** BEGIN Available records **

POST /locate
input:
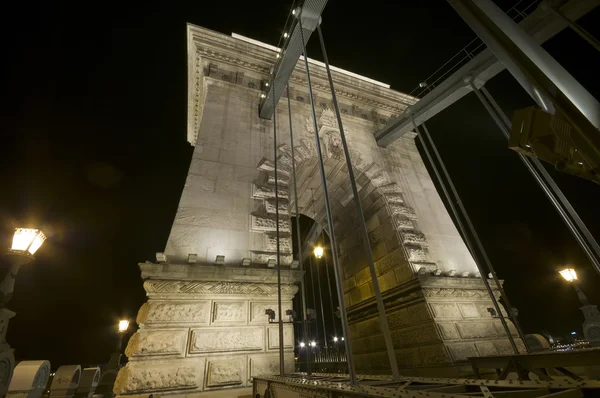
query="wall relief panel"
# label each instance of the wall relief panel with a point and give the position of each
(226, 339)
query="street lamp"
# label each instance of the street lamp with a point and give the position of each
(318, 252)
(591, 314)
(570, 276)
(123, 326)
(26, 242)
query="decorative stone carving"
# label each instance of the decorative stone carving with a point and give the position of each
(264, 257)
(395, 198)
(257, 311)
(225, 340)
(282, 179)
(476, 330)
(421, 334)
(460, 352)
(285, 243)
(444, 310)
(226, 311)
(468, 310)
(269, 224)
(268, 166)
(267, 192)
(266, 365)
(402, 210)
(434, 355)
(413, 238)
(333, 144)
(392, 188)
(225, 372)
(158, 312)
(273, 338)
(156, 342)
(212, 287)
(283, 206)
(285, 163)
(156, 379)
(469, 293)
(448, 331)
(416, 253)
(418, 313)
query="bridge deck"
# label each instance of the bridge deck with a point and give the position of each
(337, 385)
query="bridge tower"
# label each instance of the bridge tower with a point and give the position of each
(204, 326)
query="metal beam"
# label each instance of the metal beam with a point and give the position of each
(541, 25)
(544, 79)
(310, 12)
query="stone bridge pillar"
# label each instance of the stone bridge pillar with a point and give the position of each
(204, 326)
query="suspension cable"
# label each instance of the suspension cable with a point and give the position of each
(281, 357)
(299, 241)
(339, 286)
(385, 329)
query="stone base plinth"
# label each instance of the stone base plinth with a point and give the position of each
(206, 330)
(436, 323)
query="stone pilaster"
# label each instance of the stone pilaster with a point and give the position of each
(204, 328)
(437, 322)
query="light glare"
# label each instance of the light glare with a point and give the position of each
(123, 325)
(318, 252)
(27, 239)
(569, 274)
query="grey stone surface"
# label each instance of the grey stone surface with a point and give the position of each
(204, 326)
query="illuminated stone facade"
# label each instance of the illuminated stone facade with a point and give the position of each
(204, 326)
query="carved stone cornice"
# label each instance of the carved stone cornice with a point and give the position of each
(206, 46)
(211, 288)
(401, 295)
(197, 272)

** END Available records **

▶ Written request:
Make an exact copy of the data, leaving its pictures out.

▶ In response:
POST /locate
input:
query="wall relief panel"
# label each instance of the wall relief panel with a point and give the position of each
(226, 339)
query="street lamp"
# label each instance of the street lamp with a point and give the position of each
(318, 252)
(591, 314)
(570, 276)
(123, 326)
(26, 242)
query="decorative stone carving"
# label each instance of the decorative stone carving with a point and give the position of each
(264, 257)
(395, 198)
(257, 311)
(225, 340)
(282, 179)
(476, 330)
(421, 334)
(460, 352)
(285, 243)
(444, 310)
(226, 311)
(468, 310)
(269, 224)
(268, 166)
(267, 192)
(266, 365)
(402, 210)
(434, 355)
(413, 238)
(333, 144)
(392, 188)
(225, 372)
(158, 312)
(273, 338)
(156, 342)
(212, 287)
(283, 206)
(285, 163)
(156, 379)
(469, 293)
(448, 331)
(416, 253)
(418, 313)
query="bridge deck"
# label each instance of the bridge deck with a point and give the position of each
(337, 385)
query="bridge tower"
# label each instance of the bridge tower with a point and give the position of each
(204, 326)
query="metal beam"
# label each instance of the metal beam with a point and give the position of each
(541, 25)
(544, 79)
(310, 12)
query="stone bridge pillar"
# label each instance of the stone bridge pillar with a point and give the position of each
(204, 326)
query="suspension cable"
# label each instance of the suspension cable with a point and give the position of each
(281, 357)
(299, 241)
(339, 286)
(385, 329)
query="stone base plinth"
# label each instance of the stone base plinth with a point and give the position of each
(206, 330)
(436, 323)
query="stone pilaster"
# label each instance of the stone pilaster with a point and give the position of each
(204, 328)
(437, 322)
query="light glare"
# label each instance of the light glare with a point and give the position of each
(123, 325)
(318, 252)
(27, 239)
(569, 274)
query="grey stone surface"
# label each instance of the grey stone surface with a point and give the position of each
(204, 326)
query="illuminated stone facade"
# label each instance of the illuminated stone facade with a point and give the position of each
(204, 326)
query="carved stone cornice"
# label each instance of the carved stone cornice with a point and give the position of each
(206, 46)
(211, 288)
(401, 295)
(197, 272)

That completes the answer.